Brano fornito:
>>>

Intervento di Kemal Okuyan, Segretario generale del Partito Comunista di Turchia, al XX Incontro Internazionale dei Partiti Comunisti e Operai svolto ad Atene dal 23 al 25 novembre. Traduzione dall’inglese a cura della redazione di La Riscossa.
In che modo la Grande Rivoluzione Socialista d’Ottobre, di cui abbiamo celebrato il 100° anniversario l’anno scorso, ha raggiunto i suoi obiettivi? Potremmo ribaltare la domanda e chiederci: “Perché dopo un periodo di tempo così lungo non si è verificata una svolta rivoluzionaria?”
Non sarebbe corretto rispondere in modo semplicistico a questo tipo di domande, né spiegare il verificarsi di processi storici di tale complessità attraverso un singolo fattore. Tuttavia, oggi, durante un incontro in cui discutiamo i compiti attuali del movimento operaio, possiamo affrontare un problema critico che limita l’influenza del movimento comunista internazionale.

<<<

Consegna A:
Risponda alle seguenti domande sul brano:
(i) In quale città e in quali giorni si è svolto il XX Incontro Internazionale dei Partiti Comunisti e Operai?
(ii) Quale anniversario della Grande Rivoluzione Socialista d'Ottobre è stato celebrato l'anno precedente?
(iii) Quali due modi di affrontare domande di questo tipo vengono definiti non corretti?
Consegna B: Riporti fedelmente la parte del brano che comincia con le parole "Non sarebbe corretto" e termina dopo le parole "movimento comunista internazionale.".
Le righe riportate di seguito costituiscono materiale a sé stante, distinto dal brano.

Blocco dati:
>>>

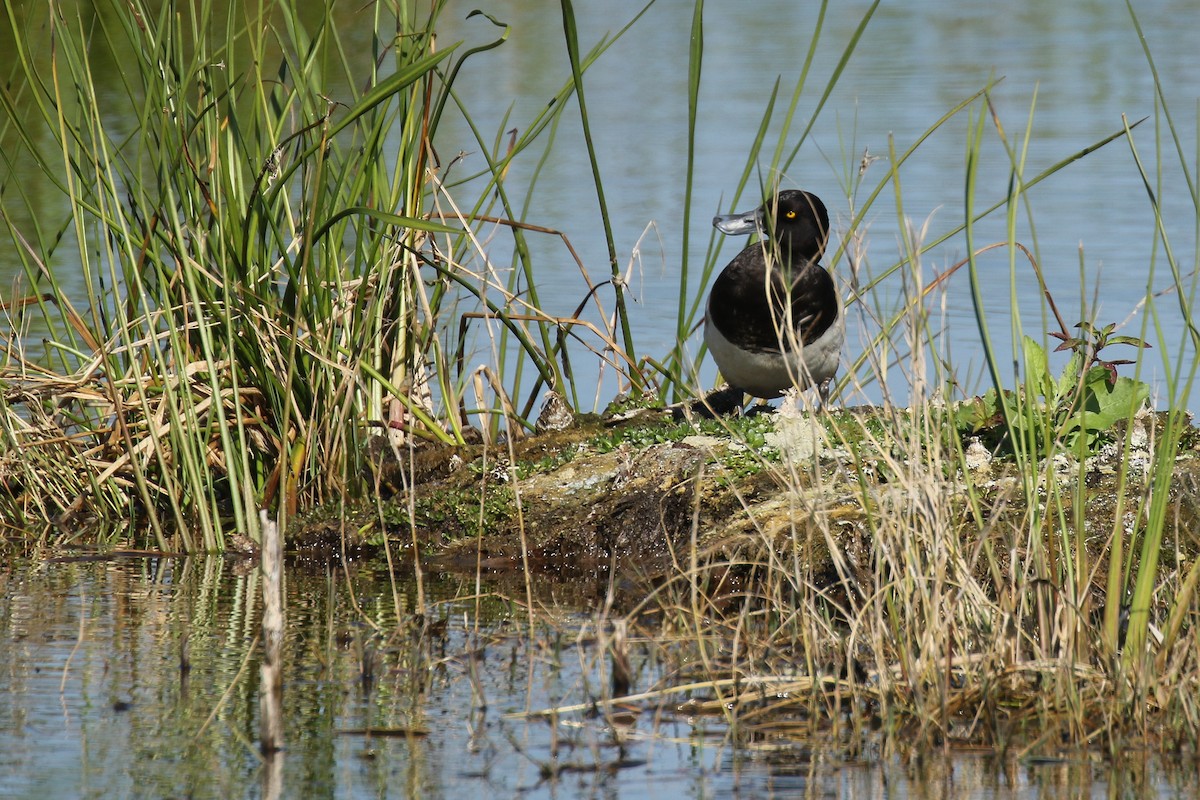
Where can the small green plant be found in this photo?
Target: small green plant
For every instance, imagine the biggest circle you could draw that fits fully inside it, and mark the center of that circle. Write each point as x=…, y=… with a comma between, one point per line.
x=1073, y=409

<<<

Risposta scritta A:
(i) Ad Atene, dal 23 al 25 novembre.
(ii) Il 100° anniversario.
(iii) Rispondere in modo semplicistico e spiegare processi storici di tale complessità attraverso un singolo fattore.

Risposta scritta B:
Non sarebbe corretto rispondere in modo semplicistico a questo tipo di domande, né spiegare il verificarsi di processi storici di tale complessità attraverso un singolo fattore. Tuttavia, oggi, durante un incontro in cui discutiamo i compiti attuali del movimento operaio, possiamo affrontare un problema critico che limita l’influenza del movimento comunista internazionale.